Task list:
1. In the text on Arkansas Medicaid and electronic health records, what share of the Medicaid program's cost does the federal government pay?
2. Continue the text on Arkansas Medicaid and electronic health records from its last sentence.

*** Text shown Section Begins ***

Arkansas’ Medicaid is a $4.3 billion-a-year program. The federal government pays about 78 percent of the cost. The state pays the rest. In 2010, the program served about 771,000 Arkansans.
Selig said changing the payment model could also stem the rate of private health-care costs.
Ray Scott, Arkansas Health Information Technology coordinator, said his team is working on a statewide infrastructure for electronic access to medical records. In February, Arkansas got about $815,000 through the electronic health record incentive program established through the federal stimulus program, or the American Recovery and Reinvestment Act of 2009.
An electronic medical record contains information about medications, immunizations, doctors’ notes, X-rays and laboratory results.
Scott said allowing multiple doctors to access a patient’s medical history can prevent them from duplicating tests or procedures, which should cut costs. He said patients would also have access to their own medical information.
“What health information can do is help make this a more patient-centric process,” Scott said. “We’re still using health information in much the same way we did in 1965.”
Scott said it will be difficult to create a statewide system — the infrastructure will be available for health-care providers by the end of 2012 but it could be up to seven years before it is widely used, he said. About 40 percent of Arkansas’ primary-care providers have switched to using electronic records.

*** Text shown Section Ends ***
*** Provided records Section Begins ***

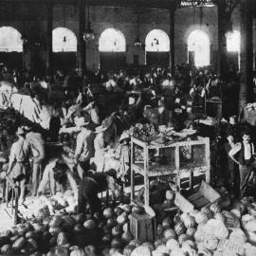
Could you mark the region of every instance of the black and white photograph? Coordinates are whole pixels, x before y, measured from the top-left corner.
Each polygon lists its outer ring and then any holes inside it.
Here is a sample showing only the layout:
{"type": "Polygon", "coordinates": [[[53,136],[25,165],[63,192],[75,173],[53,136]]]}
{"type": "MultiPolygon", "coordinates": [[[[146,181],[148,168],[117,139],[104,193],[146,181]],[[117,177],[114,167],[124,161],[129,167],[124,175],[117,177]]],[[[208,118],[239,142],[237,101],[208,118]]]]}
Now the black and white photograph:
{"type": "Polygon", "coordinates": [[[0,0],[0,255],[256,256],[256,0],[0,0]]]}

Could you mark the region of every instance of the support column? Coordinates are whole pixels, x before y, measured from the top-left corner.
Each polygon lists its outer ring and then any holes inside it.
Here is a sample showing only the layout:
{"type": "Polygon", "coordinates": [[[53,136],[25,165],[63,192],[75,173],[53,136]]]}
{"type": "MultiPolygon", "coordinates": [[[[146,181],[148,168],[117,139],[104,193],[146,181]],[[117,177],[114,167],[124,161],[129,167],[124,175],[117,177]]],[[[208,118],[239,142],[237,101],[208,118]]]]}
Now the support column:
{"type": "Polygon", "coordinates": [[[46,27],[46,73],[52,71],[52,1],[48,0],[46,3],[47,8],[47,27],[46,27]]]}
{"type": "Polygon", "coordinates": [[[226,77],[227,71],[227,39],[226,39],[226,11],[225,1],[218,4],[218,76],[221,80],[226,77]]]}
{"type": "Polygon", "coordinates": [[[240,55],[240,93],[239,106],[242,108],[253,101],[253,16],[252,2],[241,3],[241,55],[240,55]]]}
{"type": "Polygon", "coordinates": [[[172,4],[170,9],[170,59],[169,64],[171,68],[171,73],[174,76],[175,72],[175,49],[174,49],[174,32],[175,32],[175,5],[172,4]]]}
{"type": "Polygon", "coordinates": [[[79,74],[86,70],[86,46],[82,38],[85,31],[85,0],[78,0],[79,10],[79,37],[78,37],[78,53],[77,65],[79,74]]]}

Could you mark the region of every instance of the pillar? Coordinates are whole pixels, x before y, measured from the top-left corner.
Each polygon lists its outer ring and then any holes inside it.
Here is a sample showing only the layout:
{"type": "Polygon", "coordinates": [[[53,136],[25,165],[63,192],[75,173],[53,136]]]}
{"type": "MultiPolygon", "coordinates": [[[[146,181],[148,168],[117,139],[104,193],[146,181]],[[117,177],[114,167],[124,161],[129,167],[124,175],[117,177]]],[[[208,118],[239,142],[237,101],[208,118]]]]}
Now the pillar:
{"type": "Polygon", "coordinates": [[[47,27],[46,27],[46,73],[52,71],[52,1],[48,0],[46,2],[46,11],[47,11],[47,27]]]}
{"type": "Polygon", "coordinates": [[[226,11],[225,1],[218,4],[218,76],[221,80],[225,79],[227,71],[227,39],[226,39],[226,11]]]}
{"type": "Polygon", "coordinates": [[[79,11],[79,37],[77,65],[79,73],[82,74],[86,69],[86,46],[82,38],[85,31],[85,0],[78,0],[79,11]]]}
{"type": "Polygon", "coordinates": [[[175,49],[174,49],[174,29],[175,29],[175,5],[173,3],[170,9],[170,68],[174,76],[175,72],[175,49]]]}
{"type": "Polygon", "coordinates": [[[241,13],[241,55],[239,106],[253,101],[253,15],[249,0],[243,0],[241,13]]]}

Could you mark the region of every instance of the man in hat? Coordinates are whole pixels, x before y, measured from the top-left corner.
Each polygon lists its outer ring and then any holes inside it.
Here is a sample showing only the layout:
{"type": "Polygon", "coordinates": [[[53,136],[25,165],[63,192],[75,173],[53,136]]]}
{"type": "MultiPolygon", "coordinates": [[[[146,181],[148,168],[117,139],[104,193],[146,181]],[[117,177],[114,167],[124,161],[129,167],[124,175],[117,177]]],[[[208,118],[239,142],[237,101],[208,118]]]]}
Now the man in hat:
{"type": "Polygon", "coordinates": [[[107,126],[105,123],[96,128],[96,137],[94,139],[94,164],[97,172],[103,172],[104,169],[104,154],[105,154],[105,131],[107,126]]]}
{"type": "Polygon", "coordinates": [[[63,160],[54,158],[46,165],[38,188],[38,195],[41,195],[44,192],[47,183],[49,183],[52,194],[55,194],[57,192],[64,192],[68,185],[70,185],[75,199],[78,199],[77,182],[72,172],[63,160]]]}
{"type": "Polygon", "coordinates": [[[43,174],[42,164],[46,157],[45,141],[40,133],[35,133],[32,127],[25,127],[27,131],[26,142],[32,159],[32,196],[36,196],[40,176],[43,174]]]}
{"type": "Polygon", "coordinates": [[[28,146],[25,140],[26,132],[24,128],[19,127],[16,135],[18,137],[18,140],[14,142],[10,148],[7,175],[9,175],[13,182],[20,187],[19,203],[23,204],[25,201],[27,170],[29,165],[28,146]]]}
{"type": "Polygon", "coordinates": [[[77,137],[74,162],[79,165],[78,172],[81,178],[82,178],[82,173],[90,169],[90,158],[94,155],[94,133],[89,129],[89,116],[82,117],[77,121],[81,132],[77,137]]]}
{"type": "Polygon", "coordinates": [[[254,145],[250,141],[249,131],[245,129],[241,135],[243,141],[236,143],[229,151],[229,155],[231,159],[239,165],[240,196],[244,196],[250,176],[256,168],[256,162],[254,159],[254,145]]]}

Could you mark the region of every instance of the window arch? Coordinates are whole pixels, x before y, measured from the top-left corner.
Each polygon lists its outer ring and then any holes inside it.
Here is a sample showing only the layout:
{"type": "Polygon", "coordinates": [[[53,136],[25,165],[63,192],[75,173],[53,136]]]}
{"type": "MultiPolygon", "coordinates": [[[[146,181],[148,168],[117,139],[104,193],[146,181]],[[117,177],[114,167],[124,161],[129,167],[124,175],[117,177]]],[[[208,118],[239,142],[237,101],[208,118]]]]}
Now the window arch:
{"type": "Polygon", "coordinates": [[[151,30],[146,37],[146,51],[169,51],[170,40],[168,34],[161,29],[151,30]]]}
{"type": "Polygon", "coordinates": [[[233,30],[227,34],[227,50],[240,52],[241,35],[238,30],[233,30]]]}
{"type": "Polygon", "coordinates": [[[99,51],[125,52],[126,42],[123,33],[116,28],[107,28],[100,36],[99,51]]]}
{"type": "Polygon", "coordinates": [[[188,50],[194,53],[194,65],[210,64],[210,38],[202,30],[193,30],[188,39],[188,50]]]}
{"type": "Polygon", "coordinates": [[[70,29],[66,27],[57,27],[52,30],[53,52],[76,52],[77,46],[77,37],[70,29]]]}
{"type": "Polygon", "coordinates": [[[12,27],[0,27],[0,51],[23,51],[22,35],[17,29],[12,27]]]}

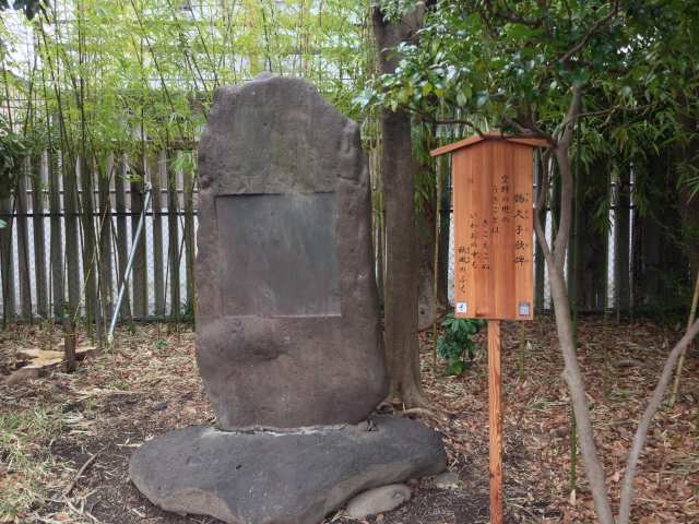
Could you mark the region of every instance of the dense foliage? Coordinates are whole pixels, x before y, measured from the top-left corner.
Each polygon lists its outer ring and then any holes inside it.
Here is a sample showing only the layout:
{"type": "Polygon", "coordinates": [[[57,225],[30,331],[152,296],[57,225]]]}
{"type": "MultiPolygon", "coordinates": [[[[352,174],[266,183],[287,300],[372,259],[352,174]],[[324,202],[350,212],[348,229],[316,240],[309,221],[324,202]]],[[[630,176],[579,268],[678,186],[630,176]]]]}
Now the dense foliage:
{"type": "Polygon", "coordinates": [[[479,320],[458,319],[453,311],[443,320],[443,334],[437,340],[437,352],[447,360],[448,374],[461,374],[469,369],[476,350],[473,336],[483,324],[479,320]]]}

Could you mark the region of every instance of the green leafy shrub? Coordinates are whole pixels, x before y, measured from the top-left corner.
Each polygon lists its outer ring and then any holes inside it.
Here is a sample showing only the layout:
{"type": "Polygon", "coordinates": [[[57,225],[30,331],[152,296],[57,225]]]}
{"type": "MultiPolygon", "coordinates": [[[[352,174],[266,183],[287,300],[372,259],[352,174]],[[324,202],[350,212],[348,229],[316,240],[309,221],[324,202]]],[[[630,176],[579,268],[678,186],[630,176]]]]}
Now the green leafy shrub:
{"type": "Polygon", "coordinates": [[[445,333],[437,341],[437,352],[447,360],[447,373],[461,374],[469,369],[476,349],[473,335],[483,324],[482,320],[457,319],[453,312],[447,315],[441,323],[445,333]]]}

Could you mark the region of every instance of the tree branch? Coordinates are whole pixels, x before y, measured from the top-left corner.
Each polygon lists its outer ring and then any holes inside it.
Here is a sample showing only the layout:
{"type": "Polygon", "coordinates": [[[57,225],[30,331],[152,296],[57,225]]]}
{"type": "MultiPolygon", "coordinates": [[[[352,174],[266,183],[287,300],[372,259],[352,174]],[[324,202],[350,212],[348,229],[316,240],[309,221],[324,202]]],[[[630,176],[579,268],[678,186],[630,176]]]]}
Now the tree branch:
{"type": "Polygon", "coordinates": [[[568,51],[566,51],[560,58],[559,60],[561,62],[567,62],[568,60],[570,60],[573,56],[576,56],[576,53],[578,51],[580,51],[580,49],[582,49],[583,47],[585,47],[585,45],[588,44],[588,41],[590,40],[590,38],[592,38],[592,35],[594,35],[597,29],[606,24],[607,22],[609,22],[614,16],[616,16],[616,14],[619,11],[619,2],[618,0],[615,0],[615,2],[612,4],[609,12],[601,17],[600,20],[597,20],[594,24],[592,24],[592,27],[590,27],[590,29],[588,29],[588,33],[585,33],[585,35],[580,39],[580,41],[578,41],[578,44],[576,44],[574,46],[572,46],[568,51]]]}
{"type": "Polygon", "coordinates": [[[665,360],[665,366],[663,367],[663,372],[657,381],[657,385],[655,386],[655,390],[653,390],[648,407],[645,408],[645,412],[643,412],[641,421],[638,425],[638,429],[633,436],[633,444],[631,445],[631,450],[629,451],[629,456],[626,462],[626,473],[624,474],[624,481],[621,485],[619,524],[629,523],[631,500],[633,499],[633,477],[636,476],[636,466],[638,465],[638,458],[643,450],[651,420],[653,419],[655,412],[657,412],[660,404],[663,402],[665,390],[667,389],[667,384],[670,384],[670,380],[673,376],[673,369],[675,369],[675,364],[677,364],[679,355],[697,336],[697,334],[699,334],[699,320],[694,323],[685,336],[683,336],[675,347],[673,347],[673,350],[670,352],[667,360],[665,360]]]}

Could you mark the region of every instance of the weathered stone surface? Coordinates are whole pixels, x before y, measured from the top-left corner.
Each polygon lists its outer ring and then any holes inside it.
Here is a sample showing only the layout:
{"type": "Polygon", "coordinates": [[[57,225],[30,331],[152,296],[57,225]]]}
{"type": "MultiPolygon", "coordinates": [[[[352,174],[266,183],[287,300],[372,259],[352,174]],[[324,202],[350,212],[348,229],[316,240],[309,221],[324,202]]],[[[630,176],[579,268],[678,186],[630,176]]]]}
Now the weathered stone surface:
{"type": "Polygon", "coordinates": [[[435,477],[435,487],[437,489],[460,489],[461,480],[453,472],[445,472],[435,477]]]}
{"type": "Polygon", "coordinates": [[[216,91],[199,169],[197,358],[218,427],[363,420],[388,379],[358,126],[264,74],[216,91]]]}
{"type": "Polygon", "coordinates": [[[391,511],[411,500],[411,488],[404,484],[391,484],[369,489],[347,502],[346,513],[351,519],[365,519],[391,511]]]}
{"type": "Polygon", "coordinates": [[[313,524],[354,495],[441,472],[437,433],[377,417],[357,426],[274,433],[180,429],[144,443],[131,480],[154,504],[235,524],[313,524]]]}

*** Provided records Section Ends ***

Answers in order:
1. About 78 percent.

2.
State Insurance Commissioner Jay Bradford’s team is working on preparing the state for the insurance pools, called exchanges, required by the federal law.
Bradford has pushed for an Arkansasrun exchange, saying it will be tailored to Arkansas’ needs, but lawmakers have said they want to see whether the U.S. Supreme Court upholds the healthcare law or whether Congress changes it. Lawsuits over the law are moving toward the high court.
During the legislative session this year, lawmakers didn’t authorize the state Insurance Department to create the exchange, and lawmakers have signaled repeatedly that they haven’t changed their mind.
Planning and creation of the exchange is funded by the federal government through a series of grants. The grants can be requested without legislative approval, but the ultimate creation of a state-controlled exchange must get lawmakers’ OK because Beebe has declined to allow it without their consent.
The federal government will create and manage exchanges for the states that do not make progress by Jan. 1, 2013.
Bradford said that even if the Supreme Court strikes down part of the federal law, the exchanges will likely be left in place and Arkansas’ exchange will be under the control of the federal government because of legislative resistance.
“We will not have an Arkansas exchange at this time. That train has left the station,” he said.
After the meeting, several Republican lawmakers approached Bradford, saying that he was blaming them for the state not moving forward on the exchange.
Sen. Jason Rapert, R-Bigelow, told the Arkansas Democrat-Gazette
that he doesn’t want the state to have a federally mandated health-care exchange, but that Bradford shouldn’t blame the minority party if the governor chooses not to move forward.
“Right now, today, the governor of this state, Gov. Mike Beebe, has the authority to do everything the Insurance Commissioner Jay Bradford wants. He has the authority today, so to get up and make this a political situation and throw that back at the minority in the Legislature is laughable at best,” Rapert said. “I’m disappointed that we are using Arkansas tax dollars to conduct meetings around the state on something the governor has already said is a done deal.”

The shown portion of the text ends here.